[Source data]
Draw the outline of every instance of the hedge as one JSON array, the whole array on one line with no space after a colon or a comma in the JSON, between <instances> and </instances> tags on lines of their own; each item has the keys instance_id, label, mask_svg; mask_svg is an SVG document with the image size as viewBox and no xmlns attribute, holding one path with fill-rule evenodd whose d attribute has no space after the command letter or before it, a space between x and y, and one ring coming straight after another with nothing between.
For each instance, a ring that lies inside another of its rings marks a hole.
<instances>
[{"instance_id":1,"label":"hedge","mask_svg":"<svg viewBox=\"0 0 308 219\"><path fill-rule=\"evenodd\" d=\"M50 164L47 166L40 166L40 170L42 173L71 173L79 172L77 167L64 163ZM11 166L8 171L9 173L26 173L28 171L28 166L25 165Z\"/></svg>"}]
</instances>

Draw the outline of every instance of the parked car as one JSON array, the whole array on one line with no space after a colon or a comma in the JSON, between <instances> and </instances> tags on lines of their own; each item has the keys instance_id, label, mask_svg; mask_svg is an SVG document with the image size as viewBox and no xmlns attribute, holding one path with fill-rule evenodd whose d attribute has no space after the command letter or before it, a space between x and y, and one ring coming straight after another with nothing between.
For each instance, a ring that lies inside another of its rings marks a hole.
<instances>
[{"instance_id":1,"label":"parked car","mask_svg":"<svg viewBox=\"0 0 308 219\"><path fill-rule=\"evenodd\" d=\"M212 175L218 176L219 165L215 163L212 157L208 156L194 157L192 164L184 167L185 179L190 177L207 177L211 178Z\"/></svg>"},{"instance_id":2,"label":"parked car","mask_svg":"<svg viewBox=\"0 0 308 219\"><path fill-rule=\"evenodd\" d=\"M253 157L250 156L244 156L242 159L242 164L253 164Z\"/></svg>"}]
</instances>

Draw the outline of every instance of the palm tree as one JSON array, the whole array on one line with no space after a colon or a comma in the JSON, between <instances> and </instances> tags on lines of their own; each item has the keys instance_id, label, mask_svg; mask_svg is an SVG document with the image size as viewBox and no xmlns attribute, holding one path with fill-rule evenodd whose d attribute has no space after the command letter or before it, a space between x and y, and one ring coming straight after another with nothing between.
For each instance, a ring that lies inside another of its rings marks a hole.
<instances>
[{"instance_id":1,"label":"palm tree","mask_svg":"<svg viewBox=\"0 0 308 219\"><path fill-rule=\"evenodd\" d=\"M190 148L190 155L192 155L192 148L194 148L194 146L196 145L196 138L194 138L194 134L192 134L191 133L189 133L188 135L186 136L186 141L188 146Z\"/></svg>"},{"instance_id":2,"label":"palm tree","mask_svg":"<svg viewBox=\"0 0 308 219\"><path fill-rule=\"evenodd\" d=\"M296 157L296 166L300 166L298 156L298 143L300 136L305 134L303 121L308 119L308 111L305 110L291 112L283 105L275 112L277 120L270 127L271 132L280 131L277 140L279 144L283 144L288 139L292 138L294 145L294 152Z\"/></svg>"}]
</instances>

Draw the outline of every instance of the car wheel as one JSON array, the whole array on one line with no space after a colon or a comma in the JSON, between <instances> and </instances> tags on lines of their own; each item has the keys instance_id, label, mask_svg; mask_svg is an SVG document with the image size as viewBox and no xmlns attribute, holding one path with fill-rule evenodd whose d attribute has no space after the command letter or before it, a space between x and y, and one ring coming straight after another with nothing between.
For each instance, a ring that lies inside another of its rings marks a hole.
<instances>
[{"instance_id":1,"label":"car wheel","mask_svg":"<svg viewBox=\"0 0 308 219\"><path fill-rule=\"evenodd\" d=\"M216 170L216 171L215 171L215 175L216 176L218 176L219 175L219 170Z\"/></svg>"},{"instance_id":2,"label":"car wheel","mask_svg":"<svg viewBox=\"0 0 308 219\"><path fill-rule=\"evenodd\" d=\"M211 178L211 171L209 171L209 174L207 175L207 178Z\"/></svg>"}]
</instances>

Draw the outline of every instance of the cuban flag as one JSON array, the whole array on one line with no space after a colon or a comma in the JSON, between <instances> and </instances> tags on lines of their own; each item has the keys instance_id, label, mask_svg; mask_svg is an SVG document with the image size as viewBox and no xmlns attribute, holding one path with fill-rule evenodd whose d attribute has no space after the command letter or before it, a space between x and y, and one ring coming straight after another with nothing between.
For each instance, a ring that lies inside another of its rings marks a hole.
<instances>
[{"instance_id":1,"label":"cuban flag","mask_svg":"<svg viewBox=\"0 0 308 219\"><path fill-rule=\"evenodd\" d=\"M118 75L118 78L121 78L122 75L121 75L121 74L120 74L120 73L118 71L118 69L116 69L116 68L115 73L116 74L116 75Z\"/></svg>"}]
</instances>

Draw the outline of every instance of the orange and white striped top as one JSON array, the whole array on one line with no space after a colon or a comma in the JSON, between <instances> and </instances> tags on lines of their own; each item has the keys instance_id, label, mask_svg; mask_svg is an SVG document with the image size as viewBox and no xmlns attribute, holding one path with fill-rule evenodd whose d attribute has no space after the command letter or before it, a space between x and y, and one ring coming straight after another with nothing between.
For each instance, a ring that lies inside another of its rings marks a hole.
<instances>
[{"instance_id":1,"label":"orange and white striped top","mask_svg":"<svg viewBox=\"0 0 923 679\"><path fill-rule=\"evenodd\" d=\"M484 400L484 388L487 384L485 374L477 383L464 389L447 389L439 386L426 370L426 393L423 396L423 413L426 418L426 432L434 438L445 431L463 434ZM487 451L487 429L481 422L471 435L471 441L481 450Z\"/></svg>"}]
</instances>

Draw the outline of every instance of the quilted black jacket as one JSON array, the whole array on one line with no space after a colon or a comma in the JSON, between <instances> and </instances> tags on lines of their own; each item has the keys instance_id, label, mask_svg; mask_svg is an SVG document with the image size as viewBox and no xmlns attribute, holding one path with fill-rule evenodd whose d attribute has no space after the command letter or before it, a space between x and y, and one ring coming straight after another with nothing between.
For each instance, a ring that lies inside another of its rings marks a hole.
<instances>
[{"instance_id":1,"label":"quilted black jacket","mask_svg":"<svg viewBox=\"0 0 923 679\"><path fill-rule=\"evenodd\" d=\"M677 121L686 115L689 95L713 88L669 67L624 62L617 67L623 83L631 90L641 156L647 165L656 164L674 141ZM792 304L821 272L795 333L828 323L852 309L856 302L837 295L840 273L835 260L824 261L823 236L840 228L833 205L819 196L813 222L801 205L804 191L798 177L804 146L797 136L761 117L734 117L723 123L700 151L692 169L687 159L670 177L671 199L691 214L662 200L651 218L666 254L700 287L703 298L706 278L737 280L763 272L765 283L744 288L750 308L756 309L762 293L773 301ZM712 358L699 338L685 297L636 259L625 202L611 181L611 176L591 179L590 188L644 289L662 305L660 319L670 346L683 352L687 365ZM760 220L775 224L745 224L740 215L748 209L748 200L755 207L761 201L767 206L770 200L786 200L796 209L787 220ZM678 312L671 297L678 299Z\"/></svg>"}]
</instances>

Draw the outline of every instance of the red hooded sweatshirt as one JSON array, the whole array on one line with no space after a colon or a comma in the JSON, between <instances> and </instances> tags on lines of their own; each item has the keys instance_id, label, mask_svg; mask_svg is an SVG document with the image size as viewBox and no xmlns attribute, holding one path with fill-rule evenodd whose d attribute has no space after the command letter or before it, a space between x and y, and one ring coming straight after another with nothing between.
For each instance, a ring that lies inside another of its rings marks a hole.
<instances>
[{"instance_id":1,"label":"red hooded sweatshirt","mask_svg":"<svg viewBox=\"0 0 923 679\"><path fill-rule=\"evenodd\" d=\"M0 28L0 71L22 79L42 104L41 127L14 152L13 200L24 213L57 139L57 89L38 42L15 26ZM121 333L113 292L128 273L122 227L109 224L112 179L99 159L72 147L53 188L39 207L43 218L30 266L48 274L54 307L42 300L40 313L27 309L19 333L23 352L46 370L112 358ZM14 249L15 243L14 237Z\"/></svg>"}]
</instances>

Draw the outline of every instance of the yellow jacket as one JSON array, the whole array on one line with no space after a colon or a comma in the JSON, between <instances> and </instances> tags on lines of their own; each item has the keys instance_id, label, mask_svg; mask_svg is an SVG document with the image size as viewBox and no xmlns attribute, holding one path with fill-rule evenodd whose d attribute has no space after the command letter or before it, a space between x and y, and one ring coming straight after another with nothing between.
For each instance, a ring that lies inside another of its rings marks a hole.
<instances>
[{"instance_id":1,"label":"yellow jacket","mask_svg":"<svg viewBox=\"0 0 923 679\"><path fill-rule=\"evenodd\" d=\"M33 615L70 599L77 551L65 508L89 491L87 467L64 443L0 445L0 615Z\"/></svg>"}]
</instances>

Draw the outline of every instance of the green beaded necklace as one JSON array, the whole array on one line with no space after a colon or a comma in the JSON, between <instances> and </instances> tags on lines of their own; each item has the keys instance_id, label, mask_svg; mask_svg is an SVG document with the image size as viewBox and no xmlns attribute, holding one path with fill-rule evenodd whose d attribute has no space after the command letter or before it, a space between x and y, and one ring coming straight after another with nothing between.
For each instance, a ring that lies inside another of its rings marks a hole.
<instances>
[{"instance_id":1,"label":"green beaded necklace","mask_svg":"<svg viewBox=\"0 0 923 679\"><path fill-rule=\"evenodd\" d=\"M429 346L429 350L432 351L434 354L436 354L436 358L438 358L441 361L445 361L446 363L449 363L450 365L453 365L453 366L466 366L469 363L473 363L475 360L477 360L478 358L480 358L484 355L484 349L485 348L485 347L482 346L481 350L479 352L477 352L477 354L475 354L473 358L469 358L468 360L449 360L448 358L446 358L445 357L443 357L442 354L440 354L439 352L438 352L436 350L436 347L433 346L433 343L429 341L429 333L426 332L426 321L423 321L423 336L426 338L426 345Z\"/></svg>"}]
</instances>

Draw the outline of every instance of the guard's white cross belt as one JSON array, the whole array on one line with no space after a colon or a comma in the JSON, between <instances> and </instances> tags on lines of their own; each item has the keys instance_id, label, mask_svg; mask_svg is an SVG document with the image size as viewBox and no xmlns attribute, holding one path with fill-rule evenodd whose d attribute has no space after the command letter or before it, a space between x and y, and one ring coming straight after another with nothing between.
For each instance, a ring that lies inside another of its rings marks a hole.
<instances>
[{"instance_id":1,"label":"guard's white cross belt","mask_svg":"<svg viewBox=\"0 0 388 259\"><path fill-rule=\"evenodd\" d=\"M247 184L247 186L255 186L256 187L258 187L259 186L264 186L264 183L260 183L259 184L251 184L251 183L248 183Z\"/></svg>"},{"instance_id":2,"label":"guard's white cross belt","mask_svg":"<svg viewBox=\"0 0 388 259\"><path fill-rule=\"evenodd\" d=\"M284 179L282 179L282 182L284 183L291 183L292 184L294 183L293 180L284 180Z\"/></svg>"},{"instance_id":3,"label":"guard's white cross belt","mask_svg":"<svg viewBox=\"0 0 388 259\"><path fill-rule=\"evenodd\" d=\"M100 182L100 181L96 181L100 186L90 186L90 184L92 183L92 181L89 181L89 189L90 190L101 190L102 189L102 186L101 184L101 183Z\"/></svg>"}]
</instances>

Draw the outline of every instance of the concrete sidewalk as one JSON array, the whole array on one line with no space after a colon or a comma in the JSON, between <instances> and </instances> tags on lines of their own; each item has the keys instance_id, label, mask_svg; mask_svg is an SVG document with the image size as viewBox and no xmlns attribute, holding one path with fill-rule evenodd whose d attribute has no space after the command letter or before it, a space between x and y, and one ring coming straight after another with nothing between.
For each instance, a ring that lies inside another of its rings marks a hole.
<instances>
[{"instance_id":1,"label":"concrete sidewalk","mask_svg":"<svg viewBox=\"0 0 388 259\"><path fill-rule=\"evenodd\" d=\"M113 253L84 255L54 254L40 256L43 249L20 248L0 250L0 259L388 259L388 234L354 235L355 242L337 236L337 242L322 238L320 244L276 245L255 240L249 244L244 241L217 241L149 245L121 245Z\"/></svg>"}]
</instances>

### Exercise instructions
Rewrite everything from the line containing "Draw the outline of every instance of the concrete" down to the end of the data, changing "marks" to "indicates" and leaving the rest as it is.

### Solution below
Draw the outline of every instance of the concrete sidewalk as one JSON array, the whole array on one line with no space after a colon or a comma in the JSON, between <instances> and </instances> tags on lines of their own; each item has the keys instance_id, label, mask_svg; mask_svg is an SVG document with the image size as viewBox and no xmlns attribute, holding one path with fill-rule evenodd whose d attribute has no space after the command letter or before it, a space between x and y, and one ring coming straight after another with nothing between.
For each instance, a ring that lies inside another of its rings indicates a hole.
<instances>
[{"instance_id":1,"label":"concrete sidewalk","mask_svg":"<svg viewBox=\"0 0 388 259\"><path fill-rule=\"evenodd\" d=\"M113 253L84 255L54 254L40 256L43 249L20 248L0 250L0 259L388 259L388 234L354 235L355 242L337 236L337 242L322 238L320 244L276 245L255 240L249 244L244 241L217 241L149 245L121 245Z\"/></svg>"}]
</instances>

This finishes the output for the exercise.